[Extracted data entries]
==========

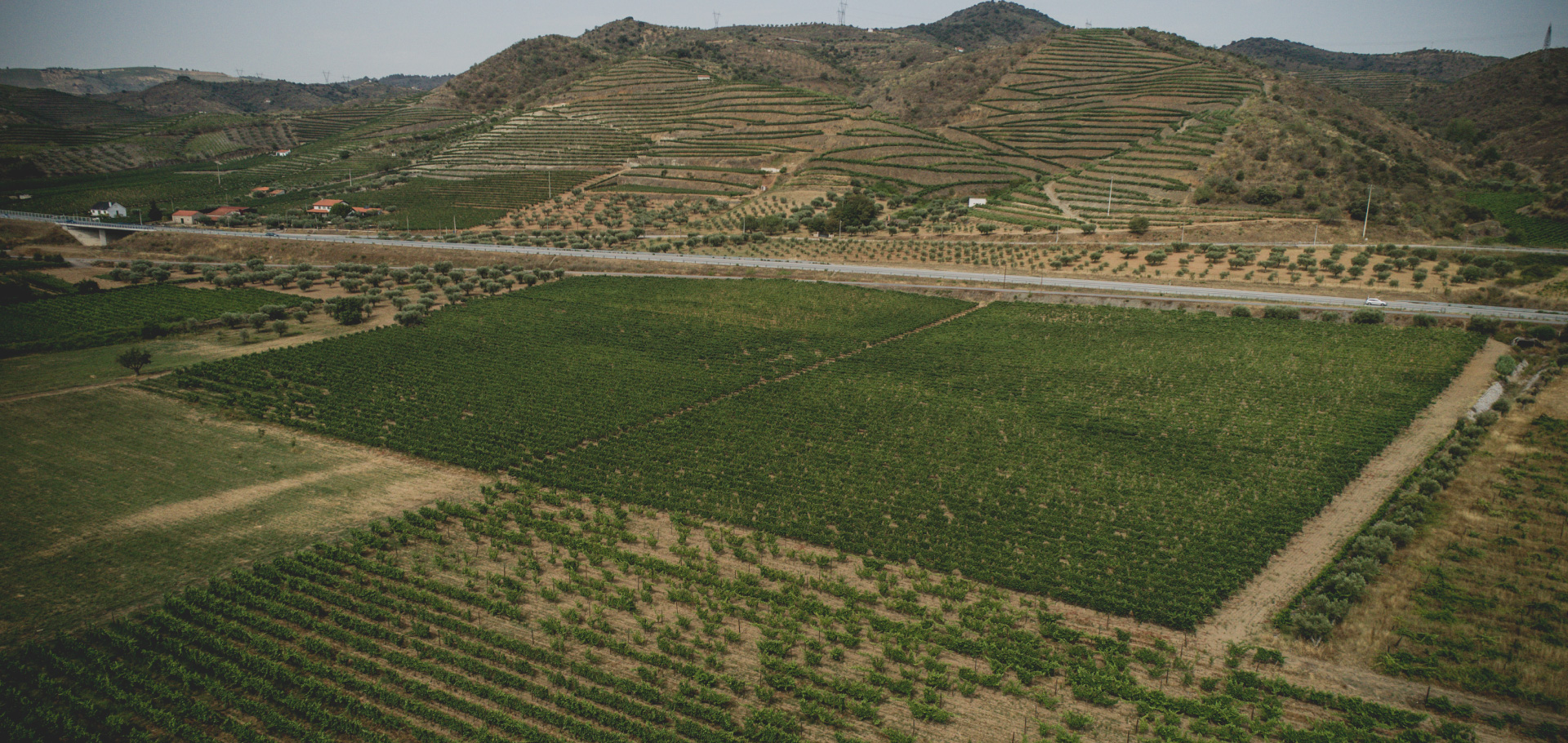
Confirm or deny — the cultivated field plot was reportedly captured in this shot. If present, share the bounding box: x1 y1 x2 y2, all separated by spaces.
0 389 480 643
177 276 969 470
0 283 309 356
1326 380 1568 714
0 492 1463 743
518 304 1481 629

==========

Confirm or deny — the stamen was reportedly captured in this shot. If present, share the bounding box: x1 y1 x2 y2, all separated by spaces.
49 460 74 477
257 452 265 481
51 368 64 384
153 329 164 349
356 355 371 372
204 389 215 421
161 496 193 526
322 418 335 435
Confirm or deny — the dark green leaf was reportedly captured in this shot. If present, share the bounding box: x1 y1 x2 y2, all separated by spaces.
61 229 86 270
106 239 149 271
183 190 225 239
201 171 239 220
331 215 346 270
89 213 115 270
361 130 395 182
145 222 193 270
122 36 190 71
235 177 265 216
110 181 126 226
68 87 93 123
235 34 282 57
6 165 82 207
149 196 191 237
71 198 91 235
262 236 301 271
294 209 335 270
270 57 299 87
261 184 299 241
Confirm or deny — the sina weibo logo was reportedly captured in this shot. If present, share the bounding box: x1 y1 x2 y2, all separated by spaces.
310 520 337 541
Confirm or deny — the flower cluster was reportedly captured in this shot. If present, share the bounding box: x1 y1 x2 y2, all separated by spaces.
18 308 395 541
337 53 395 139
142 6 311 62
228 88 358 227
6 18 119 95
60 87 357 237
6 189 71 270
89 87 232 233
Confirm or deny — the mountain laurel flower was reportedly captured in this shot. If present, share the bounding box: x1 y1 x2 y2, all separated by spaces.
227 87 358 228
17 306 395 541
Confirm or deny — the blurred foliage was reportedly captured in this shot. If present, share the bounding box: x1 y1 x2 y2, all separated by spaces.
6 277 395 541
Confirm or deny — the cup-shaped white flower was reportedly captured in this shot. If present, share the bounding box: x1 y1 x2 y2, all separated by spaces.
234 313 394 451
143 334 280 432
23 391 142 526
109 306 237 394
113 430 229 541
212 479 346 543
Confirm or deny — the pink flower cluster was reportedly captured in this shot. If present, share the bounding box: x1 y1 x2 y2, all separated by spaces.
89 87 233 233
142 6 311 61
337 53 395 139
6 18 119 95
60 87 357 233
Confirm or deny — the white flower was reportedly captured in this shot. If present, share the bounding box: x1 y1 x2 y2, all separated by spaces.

==========

Write out the lines again from the one containing "Confirm or deny — the pink" up to and including the one containing "Confirm or deny — the white", replacing "reportedly" with "supposedly" and leaving everything else unchanged.

Confirm or deny — the pink flower cluster was supposedly captured in this shot. If present, share the bounding box: x1 y1 x2 y2, all separated by spaces.
89 87 233 233
142 6 311 61
337 53 395 139
6 18 119 95
60 87 357 233
Confirm or deny — the white flower was supposedly captured in this shot. If present, share the bounding box: x1 y1 x2 y2, all separated by spaces.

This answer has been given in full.